→ TEKS BACAAN
PPP: “Rumah Besar” Ummat yang
Ditinggalkan Penghuninya (2)
Oleh: Syamsir Alam*
Ada dua ganjalan bagi tokoh
politik yang mengusung isu Islam tersebut, yaitu pertama adalah tidak
dicantumkannya syariat Islam sebagai dasar negara, bahkan dicoret dari yang
sebelumnya disetujui termuat sebagai Piagam Jakarta dalam Mukadimah UUD 1945.
Kedua, ada kelompok Islam yang terlatih militer dan berjasa dalam perang
kemerdekaan, dikenal sebagai laskar rakyat atau Hizbullah, tidak dapat menerima
penyeragaman menjadi Tentara Nasional Indonesia (TNI), sehingga memilih untuk
tetap sebagai Tentara Islam Indonesia (TII). Puncaknya, pada 3 Agustus 1949,
S.M. Kartosuwiryo memproklamirkan Darul Islam (DI), atau disebut juga sebagai
Negara Islam Indonesia (NII). Gerakan tersebut diikuti oleh beberapa daerah,
misalnya Aceh, yang kemudian menjadi stigma yang sulit dihilangkan.
Hal itu, didorong pula oleh sikap
penguasa yang memperlakukan kelompok Islam sebagai kelompok sosial dan
keagamaan yang perlu diawasi, karena dianggap terus berusaha membentuk negara
Islam, sehingga mereka tidak mendapatkan kesempatan untuk ikut berperan secara
wajar. Persepsi tersebut “diwarisi” dan melekat pada penguasa Belanda dari
pengalaman mereka menghadapi perang “kemerdekaan” yang umumnya dilakukan oleh
kelompok (kebetulan) Islam. Karena itu, baik Orde Lama maupun Orde Baru,
terutama militer, menerapkan pola kebijaksanaan yang dipakai Belanda tersebut,
yaitu bersikap toleran dan bersahabat terhadap Islam sebagai kelompok sosial
dan keagamaan. Namun sikap itu segera berubah menjadi keras dan tegas ketika
Islam mulai memperlihatkan tanda-tanda sebagai kekuatan politik, yang dianggap
dapat menentang kehendak penguasa. Masyumi, salah satu partai Islam yang tidak
ikut mengutuk DI-TII, mulai tersingkir dari pusat kekuasaan yang dipegang oleh
Soekarno (Bung Karno).
Dengan semakin berkuasanya Bung
Karno dengan jargon tiga pilar utama kubu nasionalis, agama dan komunis
(Nasakom) yang diisi oleh PNI, NU dan PKI, maka Masyumi semakin tersingkir, dan
mendapat stigma Islam radikal anti Negara Kesatuan Republik Indonesia (NKRI).
Terutama setelah ikut terlibat dalam peritiwa
pemberontakan PRRI/Permesta pada awal tahun 1958, yang menjadi alasan
pemerintahan Soekarno membubarkan Masyumi. Mungkin, sikap Masyumi itu
ditafsirkan sebagai kelompok Islam fanatik, yang melihat partai (hizb)
sebagai wadah untuk melaksanakan misi menuntaskan ajaran Islam sepenuhnya dalam
segala bidang kehidupan. Bahkan, pada era Orde Baru namanya tidak boleh dipakai
lagi, walaupun sudah berganti dalam bahasa Indonesia menjadi Persaudaraan
Muslim Indonesia (Parmusi) yang didirikan tahun 1968 di Malang.

→ DATA LATIHAN INI

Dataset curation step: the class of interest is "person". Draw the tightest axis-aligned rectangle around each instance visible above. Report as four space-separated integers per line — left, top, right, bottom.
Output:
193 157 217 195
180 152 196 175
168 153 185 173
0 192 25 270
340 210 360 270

→ TUGAS YANG DIKERJAKAN
1. Tuliskan kembali daftar di atas secara utuh dengan menukar "person" menjadi "pedestrian". Bagian lainnya jangan diubah.
2. Lanjutkan tulisan tentang PPP dan perjalanan partai-partai Islam di Indonesia, mulai setelah kalimat terakhirnya.

→ HASIL PENGERJAAN
1.
Dataset curation step: the class of interest is "pedestrian". Draw the tightest axis-aligned rectangle around each instance visible above. Report as four space-separated integers per line — left, top, right, bottom.
Output:
193 157 217 195
180 152 196 175
168 153 185 173
0 192 25 270
340 210 360 270

2.
Seperti dulu, Masyumi dibentuk
Jepang, maka dalam restrukturisasi sistem kepartaian Soeharto tahun 1973, Orde
Baru pun membentuk Partai Persatuan Pembangunan (PPP) sebagai satu-satunya
wadah politik bagi kelompok yang menginginkan formalitas Islam, suatu wadah
yang sangat labil untuk fusi empat partai yang berbeda visi (Parmusi, NU, PSII
dan Perti) sebagai suatu partai. Dengan mengusung lambang Ka’bah, pada Pemilu
1977 PPP hanya memperoleh 29 persen suara di tingkat nasional, dan turun
sedikit pada Pemilu 1982 menjadi 28 persen. Masalah jatah kursi di parlemen
kembali menjadi soal, menjelang Pemilu 1987 NU aktif melakukan kampanye
pengembosan PPP, sehingga hasilnya perolehan PPP hanya 16 persen saja lagi.
Pada Pemilu 2004 banyak yang
memperkirakan PPP akan kehilangan pemilih, karena pendukung utama partai ini
(unsur Muhammadiyah dan Nahdlatul Ulama) mendirikan partai sendiri (PAN dan
PKB). Ditambah lagi dengan munculnya partai-partai Islam lain (PKS), dan
sempalan PPP sendiri (PBR). Namun, kenyataannya PPP masih tetap berjaya dengan
posisi tiga besar dalam perolehan kursi di DPR (Imam Prihadiyoko, Krisis
Partai Pascapemilu Reformasi, Kompas, 9 Mei 2006).
Mengapa partai Islam baru
banyak yang mengacu pada partai terbuka?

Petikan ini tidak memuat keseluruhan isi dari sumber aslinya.